Source material:
###

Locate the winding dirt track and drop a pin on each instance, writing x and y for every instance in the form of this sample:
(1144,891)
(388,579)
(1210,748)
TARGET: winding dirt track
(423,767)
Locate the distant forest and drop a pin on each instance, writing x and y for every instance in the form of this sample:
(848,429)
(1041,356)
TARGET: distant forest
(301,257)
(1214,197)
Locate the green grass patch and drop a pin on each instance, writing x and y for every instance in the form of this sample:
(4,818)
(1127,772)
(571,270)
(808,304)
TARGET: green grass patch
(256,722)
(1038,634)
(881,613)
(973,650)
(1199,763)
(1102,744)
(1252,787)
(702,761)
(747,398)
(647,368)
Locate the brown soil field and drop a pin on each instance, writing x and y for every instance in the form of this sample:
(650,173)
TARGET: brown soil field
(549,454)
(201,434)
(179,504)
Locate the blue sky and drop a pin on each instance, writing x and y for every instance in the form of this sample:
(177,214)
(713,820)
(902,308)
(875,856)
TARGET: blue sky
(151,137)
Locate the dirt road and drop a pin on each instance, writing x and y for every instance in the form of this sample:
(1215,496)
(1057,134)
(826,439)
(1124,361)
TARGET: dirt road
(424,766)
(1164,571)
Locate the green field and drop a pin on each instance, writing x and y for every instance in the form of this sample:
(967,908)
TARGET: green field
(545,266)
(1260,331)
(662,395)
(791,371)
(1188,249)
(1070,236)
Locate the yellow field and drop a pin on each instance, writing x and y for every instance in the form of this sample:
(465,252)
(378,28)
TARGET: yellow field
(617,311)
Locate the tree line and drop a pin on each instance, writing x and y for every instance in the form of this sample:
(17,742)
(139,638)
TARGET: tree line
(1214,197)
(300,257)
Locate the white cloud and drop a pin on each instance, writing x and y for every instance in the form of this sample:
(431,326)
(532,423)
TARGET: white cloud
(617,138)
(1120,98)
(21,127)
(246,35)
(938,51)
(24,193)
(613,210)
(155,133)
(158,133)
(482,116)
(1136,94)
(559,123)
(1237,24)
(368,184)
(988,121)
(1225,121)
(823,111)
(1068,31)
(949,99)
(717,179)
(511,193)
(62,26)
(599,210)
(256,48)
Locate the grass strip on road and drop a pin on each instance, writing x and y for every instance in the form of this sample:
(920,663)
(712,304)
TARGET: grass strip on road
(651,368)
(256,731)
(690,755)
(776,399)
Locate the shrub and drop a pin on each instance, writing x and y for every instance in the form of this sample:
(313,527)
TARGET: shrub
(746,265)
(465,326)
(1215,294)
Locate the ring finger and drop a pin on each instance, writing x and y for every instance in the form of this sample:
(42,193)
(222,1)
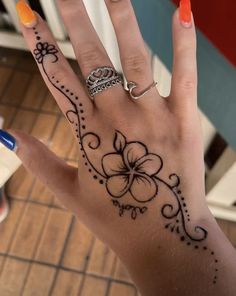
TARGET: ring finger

###

Exercise aim: Extract every line above containing the word "ring".

Exercise solution:
Locate the ring finger and drop a pin on each instance, writing x and y for every instance in the form of this sample:
TARGET: ring finger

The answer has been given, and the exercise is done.